**EXERCISE INSTRUCTIONS**
Print word for word the records from the line containing "Q: Locate the right" through the end.

[Photo-based referring expression data]
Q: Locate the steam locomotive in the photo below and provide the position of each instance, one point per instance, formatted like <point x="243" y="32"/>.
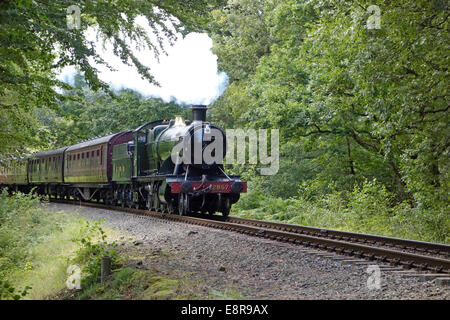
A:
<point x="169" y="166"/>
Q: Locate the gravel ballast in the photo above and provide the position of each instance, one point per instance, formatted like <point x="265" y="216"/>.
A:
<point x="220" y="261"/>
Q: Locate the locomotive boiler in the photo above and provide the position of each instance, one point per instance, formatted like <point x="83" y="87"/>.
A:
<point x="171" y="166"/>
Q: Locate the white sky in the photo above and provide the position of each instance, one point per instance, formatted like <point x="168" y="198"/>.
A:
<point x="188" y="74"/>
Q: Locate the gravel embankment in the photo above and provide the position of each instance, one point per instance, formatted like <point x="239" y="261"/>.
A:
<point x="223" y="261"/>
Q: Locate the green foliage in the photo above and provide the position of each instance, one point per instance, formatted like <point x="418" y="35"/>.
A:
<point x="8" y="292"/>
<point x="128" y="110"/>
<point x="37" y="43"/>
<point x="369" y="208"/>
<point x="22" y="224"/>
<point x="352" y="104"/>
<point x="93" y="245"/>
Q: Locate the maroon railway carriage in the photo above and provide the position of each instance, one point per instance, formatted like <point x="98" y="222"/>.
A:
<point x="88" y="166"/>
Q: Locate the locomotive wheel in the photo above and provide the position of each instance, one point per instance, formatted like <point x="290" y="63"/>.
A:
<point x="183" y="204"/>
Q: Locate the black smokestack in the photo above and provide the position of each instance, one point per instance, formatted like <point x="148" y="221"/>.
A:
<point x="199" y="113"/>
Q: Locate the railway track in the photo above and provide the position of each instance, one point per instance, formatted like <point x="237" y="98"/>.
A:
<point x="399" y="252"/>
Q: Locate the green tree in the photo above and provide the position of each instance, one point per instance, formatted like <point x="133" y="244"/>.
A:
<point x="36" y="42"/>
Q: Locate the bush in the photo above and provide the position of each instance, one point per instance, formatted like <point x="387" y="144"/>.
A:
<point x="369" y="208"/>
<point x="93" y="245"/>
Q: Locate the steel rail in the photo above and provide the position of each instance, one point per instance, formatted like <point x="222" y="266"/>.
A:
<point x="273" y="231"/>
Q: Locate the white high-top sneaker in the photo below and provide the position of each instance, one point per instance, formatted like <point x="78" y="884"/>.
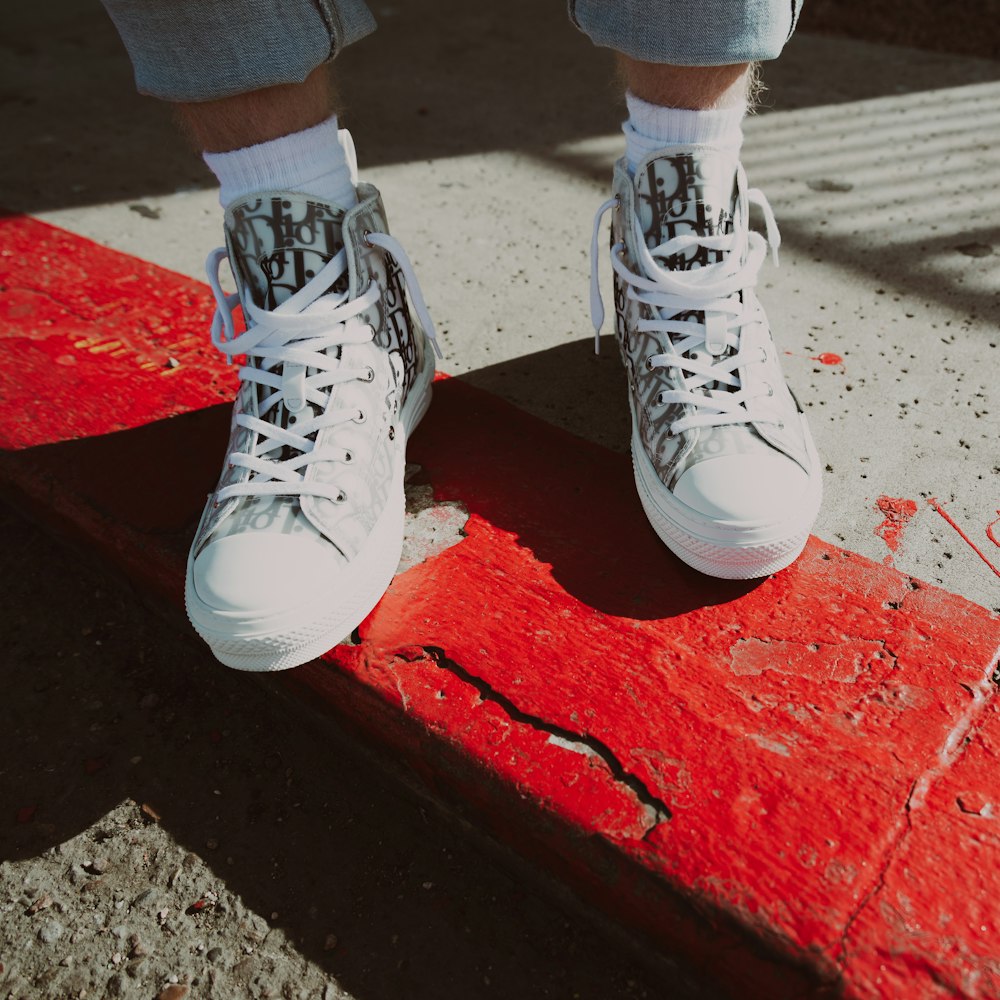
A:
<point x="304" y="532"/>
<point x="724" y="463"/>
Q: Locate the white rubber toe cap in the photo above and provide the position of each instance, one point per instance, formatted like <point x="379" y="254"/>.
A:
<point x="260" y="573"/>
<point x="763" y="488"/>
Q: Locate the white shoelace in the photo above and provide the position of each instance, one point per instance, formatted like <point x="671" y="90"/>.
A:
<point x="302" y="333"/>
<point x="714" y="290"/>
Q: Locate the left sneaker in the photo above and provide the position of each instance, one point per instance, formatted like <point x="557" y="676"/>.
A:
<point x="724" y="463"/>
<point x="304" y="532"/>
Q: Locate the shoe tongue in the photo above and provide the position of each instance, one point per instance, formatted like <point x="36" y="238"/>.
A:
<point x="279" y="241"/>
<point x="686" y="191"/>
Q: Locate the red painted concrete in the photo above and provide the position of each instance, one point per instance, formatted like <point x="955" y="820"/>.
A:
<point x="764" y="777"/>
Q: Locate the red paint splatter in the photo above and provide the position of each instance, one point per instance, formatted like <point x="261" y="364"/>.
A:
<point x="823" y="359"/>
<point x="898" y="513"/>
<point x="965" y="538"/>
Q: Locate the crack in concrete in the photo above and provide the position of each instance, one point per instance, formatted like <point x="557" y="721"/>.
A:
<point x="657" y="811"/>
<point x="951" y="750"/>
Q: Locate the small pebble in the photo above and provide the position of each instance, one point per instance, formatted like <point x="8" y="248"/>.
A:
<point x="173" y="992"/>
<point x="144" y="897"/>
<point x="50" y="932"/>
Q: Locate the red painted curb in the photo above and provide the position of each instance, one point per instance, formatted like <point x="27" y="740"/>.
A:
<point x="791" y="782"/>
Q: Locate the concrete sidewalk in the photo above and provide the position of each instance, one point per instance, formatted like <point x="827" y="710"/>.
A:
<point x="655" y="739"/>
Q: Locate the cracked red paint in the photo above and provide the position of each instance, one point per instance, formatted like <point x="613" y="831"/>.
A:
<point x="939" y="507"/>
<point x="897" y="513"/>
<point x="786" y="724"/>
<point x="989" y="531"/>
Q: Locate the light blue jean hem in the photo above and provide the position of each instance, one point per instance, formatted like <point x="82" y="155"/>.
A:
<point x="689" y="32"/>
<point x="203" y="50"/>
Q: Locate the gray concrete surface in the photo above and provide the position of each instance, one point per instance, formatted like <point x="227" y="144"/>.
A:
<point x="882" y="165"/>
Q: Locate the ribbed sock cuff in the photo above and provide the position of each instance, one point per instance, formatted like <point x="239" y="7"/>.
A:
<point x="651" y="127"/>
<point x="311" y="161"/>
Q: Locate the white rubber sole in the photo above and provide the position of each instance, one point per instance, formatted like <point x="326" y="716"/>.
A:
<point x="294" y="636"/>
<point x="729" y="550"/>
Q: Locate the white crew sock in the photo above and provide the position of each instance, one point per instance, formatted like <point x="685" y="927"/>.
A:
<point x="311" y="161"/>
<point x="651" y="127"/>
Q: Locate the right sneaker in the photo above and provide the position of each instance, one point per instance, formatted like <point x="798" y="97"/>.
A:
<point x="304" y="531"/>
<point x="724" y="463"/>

**SOLUTION TO THIS PROBLEM**
Q: Locate the right sneaker in the photo above and provide the position of each instance, one point per instance, formatted like <point x="798" y="97"/>.
A:
<point x="304" y="531"/>
<point x="724" y="463"/>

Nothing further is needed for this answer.